=== PAGE TEXT ===
────────────────

Hopefully you know what revenue is – it’s the amount of sales brought in (as opposed to profit, which is revenue minus expenses). It’s basic. If this definition comes as a surprise, you will probably have business problems that this page can’t solve. That said, it’s also critical, and if your accounting is in disarray, it can be surprisingly hard to measure accurately over certain periods of time.

4. Income Statement

Income statement is another of the three core financial statements. It shows profit and loss over a period of time, taking into account all revenues and subtracting all expenses from both operating and non-operating procedures.

5. Chart of Accounts (COA)

A chart of accounts is an organized index of every financial account in the general ledger of a company over a specified period of time. Basically, it’s a comprehensive list of income and expenses broken into subcategories – say, by menu item or by location. It’s a helpful tool in communicating high-level financial information.

6. Occupancy Expenses

Occupancy expenses (or occupancy costs) are a major factor in restaurant accounting, especially for multi-unit businesses. They refer to the expenses associated with occupying physical premises – factors like rent expense, janitorial expense, insurance on buildings, repair and maintenance fees, utility costs, and property taxes.

7. Operating Expenses

Operating expenses (or operating costs) are those that are incurred in the day-to-day running of a restaurant business. This typically includes occupancy expenses. In fact, the three biggest operating expenses for restaurant businesses tend to be labor, food, and rent.

8. Assets

This is another basic term, but it’s an important one to clarify as you lay a foundation of accounting knowledge. In restaurant accounting terms, assets are resources owned by a company that have future economic value that can be expressed in dollars. For example: buildings, kitchen equipment, accounts receivable, or cash are all considered assets.

Assets are also one side of perhaps the most well-known accounting equation:

Assets = Liabilities + Equity.

9. Liabilities

Liabilities – or payables, as they’re also called – are financial obligations. Many restaurant businesses are funded with debt, for example, which is recorded as a liability on the balance sheet. Unless your business operates solely with cash, you’ll have liabilities to manage.

────────────────

=== RECORD EXCERPTS ===
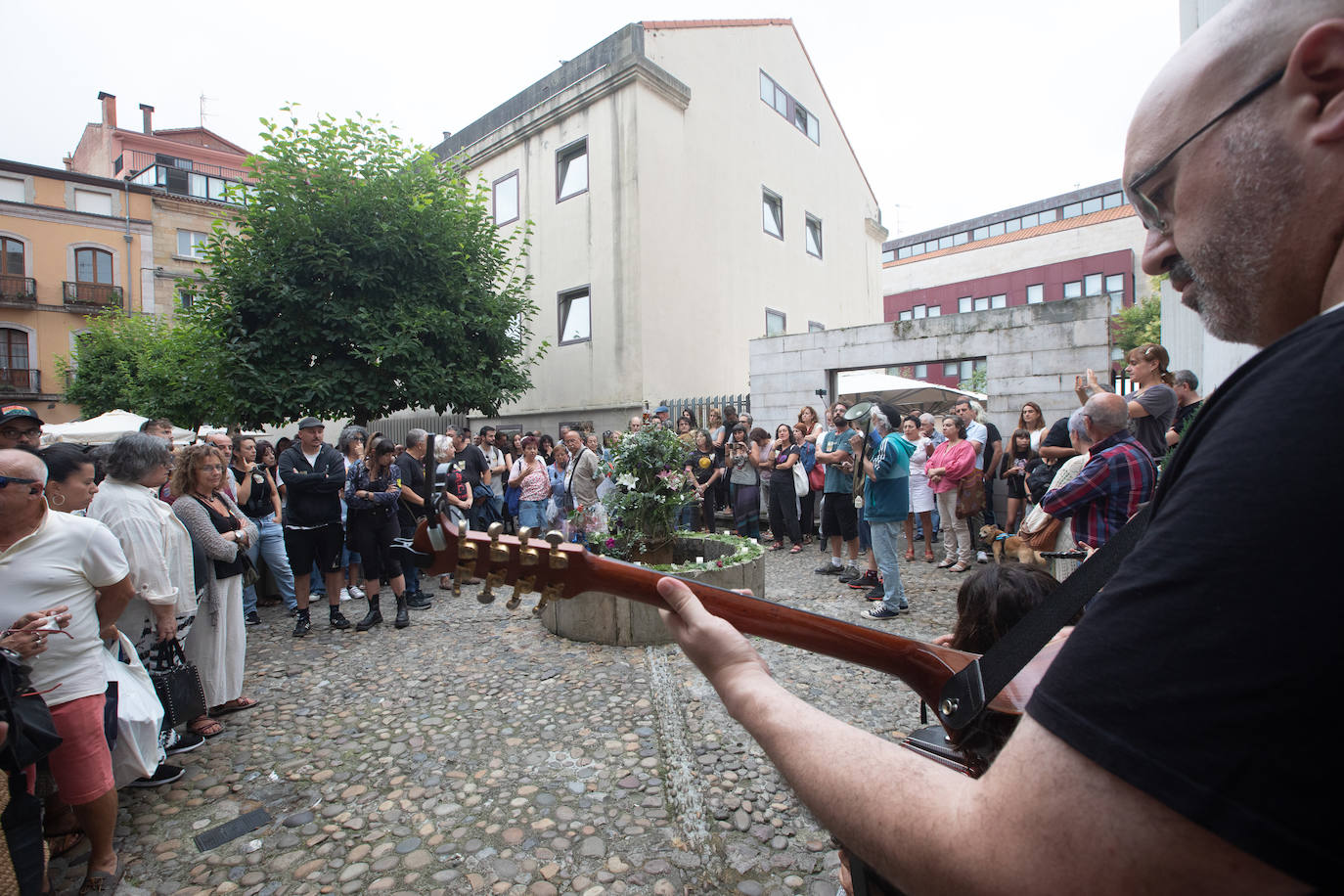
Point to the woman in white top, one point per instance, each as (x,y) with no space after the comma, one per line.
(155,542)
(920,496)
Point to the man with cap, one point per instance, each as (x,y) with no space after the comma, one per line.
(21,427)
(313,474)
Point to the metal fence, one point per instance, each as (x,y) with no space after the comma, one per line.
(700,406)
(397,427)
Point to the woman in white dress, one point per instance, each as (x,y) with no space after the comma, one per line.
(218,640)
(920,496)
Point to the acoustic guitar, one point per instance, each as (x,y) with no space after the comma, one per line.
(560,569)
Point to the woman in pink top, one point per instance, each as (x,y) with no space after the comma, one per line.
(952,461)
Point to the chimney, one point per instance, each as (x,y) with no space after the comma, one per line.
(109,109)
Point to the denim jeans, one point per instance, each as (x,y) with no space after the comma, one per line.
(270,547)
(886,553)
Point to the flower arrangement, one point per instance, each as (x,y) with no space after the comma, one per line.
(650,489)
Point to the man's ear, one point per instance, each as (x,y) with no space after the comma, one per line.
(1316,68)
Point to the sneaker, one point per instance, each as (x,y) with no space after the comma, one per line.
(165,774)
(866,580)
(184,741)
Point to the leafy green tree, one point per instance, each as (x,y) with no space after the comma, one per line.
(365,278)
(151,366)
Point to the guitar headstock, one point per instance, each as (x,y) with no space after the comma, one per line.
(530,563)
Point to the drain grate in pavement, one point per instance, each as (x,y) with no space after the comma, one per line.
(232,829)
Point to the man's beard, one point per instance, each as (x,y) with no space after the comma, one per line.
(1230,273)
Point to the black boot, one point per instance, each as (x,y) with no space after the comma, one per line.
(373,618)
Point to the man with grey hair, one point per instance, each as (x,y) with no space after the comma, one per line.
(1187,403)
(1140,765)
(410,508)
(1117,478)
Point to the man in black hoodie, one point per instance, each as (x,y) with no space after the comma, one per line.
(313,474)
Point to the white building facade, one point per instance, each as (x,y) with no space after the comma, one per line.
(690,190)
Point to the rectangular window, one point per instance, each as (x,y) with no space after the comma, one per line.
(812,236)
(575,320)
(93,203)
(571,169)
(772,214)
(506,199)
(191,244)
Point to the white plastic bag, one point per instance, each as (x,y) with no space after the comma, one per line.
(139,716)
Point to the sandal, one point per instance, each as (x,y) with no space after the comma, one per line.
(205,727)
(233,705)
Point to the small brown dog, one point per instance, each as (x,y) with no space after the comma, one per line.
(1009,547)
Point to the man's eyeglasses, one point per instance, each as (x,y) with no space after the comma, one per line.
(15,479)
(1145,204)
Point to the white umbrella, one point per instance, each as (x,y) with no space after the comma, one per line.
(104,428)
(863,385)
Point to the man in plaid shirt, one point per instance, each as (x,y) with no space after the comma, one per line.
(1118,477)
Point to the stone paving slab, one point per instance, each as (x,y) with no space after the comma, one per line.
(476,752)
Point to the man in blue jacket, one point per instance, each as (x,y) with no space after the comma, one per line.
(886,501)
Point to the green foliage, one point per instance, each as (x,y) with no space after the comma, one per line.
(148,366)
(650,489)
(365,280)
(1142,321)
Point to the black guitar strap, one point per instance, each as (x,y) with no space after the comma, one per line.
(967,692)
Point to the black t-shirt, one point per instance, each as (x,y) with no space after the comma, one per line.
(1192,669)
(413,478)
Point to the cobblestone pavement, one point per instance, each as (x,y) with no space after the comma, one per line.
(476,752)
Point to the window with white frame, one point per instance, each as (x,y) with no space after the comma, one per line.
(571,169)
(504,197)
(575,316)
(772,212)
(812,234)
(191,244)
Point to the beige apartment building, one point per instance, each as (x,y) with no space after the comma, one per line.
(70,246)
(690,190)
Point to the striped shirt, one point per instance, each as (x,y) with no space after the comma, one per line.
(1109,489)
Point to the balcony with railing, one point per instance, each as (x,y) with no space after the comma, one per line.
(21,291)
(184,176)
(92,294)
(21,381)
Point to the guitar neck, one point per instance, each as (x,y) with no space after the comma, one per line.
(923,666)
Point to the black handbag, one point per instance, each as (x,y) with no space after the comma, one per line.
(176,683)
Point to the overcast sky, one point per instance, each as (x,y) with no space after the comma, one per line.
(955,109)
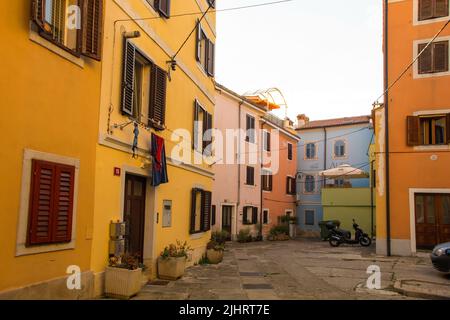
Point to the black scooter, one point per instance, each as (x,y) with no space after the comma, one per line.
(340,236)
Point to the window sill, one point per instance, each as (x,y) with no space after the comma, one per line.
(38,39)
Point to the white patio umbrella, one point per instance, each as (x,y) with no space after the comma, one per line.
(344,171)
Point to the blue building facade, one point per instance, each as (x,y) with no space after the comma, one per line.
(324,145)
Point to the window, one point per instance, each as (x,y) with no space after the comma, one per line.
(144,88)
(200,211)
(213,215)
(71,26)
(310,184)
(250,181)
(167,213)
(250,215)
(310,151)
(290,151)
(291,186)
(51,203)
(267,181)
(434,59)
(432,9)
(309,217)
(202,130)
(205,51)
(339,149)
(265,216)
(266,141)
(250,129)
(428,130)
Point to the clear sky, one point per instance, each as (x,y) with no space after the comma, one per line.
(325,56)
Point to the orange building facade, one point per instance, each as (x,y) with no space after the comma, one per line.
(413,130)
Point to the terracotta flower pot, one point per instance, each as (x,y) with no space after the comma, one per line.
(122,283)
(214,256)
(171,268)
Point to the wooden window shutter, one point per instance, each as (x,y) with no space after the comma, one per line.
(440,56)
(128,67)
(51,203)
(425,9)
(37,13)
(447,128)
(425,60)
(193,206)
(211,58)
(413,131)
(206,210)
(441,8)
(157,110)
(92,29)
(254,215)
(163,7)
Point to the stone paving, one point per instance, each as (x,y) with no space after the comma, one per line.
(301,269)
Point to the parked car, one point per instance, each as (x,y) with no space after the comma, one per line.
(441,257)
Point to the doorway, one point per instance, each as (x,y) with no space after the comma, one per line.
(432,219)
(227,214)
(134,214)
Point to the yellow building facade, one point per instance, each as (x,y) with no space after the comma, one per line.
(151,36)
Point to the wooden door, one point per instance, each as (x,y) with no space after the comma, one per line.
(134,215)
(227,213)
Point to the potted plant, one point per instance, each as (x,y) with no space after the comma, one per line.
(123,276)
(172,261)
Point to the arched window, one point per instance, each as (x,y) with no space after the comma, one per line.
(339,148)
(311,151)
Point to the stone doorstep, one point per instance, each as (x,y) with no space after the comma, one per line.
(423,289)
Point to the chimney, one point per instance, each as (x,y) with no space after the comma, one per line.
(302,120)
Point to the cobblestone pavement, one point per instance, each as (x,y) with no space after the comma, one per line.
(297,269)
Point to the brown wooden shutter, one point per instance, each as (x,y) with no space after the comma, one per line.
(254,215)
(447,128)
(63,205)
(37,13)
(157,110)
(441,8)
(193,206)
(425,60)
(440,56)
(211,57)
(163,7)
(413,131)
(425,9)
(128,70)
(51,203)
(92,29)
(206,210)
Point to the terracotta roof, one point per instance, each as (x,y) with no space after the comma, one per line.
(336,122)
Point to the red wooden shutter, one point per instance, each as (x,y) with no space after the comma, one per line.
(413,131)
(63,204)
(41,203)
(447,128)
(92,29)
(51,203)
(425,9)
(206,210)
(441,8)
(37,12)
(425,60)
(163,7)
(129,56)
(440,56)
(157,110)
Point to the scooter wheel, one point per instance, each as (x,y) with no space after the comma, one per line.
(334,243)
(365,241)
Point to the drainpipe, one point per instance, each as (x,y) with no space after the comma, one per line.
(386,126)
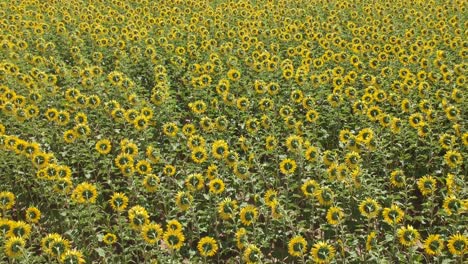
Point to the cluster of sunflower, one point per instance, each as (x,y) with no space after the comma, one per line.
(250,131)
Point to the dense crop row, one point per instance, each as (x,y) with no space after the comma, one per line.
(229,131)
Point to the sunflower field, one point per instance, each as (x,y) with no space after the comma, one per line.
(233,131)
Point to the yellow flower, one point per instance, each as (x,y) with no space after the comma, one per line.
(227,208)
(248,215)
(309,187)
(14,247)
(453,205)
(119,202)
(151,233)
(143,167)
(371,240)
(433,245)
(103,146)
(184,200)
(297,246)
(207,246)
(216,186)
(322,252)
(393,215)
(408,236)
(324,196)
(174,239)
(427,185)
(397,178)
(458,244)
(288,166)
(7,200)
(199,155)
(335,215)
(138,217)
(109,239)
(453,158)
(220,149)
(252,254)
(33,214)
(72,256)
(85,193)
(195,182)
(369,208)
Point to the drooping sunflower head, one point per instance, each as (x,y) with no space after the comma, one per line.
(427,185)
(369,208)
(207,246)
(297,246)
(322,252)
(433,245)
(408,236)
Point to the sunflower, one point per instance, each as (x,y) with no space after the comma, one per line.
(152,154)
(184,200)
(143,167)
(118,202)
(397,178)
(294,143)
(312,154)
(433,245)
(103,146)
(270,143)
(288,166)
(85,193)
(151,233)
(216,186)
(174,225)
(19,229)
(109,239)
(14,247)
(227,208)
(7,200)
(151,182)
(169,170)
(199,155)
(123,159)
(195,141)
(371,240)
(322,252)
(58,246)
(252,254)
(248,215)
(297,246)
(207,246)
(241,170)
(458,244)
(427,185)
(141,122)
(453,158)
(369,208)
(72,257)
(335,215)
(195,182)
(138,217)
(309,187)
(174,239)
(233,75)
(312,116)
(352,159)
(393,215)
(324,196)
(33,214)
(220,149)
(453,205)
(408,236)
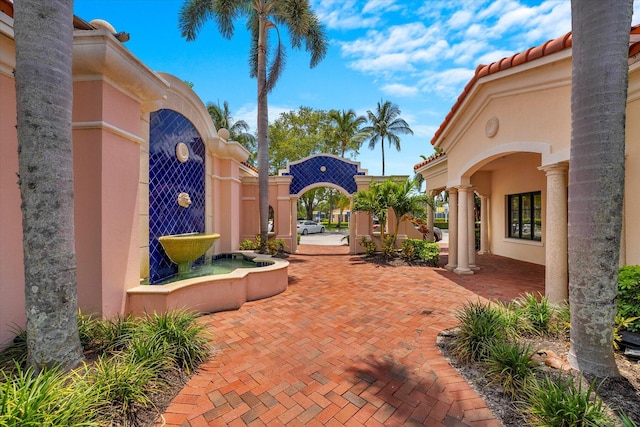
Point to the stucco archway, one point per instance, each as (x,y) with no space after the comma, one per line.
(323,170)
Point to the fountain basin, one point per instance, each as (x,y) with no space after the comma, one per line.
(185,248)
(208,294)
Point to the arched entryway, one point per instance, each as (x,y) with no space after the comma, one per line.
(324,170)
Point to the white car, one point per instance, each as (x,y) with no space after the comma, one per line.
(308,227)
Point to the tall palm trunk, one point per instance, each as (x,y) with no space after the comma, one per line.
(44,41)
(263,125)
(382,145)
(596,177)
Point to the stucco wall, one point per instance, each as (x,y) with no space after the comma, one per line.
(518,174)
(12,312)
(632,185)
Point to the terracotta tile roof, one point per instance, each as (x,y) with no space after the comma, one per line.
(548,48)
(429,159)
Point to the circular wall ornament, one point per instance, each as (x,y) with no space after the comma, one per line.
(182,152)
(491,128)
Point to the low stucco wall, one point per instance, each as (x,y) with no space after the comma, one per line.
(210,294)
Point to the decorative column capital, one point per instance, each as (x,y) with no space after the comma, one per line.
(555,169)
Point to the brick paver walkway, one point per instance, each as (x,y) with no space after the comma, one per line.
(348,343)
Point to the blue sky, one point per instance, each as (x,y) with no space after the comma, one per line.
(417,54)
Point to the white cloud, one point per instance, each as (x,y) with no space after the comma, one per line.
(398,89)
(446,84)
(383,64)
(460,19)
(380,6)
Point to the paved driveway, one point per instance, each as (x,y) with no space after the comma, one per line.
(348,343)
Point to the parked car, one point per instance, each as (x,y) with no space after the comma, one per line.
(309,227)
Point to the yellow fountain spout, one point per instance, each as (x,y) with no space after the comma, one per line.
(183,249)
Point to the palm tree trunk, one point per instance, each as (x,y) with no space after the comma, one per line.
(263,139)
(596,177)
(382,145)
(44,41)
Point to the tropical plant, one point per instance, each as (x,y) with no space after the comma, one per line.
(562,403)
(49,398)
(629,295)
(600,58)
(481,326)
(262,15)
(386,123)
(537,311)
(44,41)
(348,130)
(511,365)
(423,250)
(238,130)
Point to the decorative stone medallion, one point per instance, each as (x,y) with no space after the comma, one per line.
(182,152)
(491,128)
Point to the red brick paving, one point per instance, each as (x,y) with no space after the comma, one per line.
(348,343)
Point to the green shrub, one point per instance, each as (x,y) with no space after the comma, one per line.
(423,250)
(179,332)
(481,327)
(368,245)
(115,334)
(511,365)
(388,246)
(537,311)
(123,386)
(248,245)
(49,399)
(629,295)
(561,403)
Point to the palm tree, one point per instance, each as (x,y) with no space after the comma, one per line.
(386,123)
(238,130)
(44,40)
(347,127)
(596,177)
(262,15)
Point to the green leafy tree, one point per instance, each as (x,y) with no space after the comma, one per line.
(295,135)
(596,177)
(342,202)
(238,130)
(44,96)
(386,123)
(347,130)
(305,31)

────────────────

=== SHORT TASK 1 ===
Translate this sentence from the restaurant accounting text into Spanish: "Operating expenses (or operating costs) are those that are incurred in the day-to-day running of a restaurant business."
=== SHORT TASK 2 ===
Carry on the restaurant accounting text from where it stops.
The lines are separate material, apart from the restaurant accounting text.

=== EXERCISE OUTPUT 1 ===
Los gastos operativos (o costos operativos) son aquellos en los que se incurre en el funcionamiento diario de un negocio de restaurantes.

=== EXERCISE OUTPUT 2 ===
10. Cash Flow

Cash flow denotes the money moving in and out of a business, and it’s most meaningful when considered over a specified time period. The Statement of Cash Flows (or the Cash Flow Statement), which documents the cash generated and spent over a time interval, is the report associated with this measure – it’s the final of the three core accounting reports.

11. Cost of Goods Sold (COGS)

This term is commonly referenced phonetically by its acronym, COGS (which, of course, stands for cost of goods sold). It essentially refers to how much products cost to make. From Investopedia: “This amount includes the cost of the materials and labor directly used to create the good. It excludes indirect expenses, such as distribution costs and [equipment] costs.”

In accounting for restaurants, COGS refers only to the ingredients that make up the items on the menu.

12. Prime Cost

Prime Cost refers to COGS plus labor costs. For restaurant businesses, this is a crucial accounting metric because it’s a direct representation of the most impactful cost factors (labor and food).

Prime Cost also allows restaurants to calculate their prime cost ratio or percentage, which is a metric that compares costs against sales to determine how much is eaten up. The formula for this is Prime Cost / Total Sales = Prime Cost Ratio. Generally, a best practice is to hit around 55%.

13. Gross Profit after Prime Costs (GPPC)

Prime Cost will also help you to understand your restaurant business’s GPPC – your gross profit after prime costs. This is a straightforward term that denotes what your business is left with after you subtract Prime Cost (food and labor costs) from sales.

14. Earnings Before Income Tax, Depreciation, and Amortization (EBITDA)

EBITDA is a helpful measure of overall restaurant business performance that’s sometimes used as an alternative to net income or simple earnings.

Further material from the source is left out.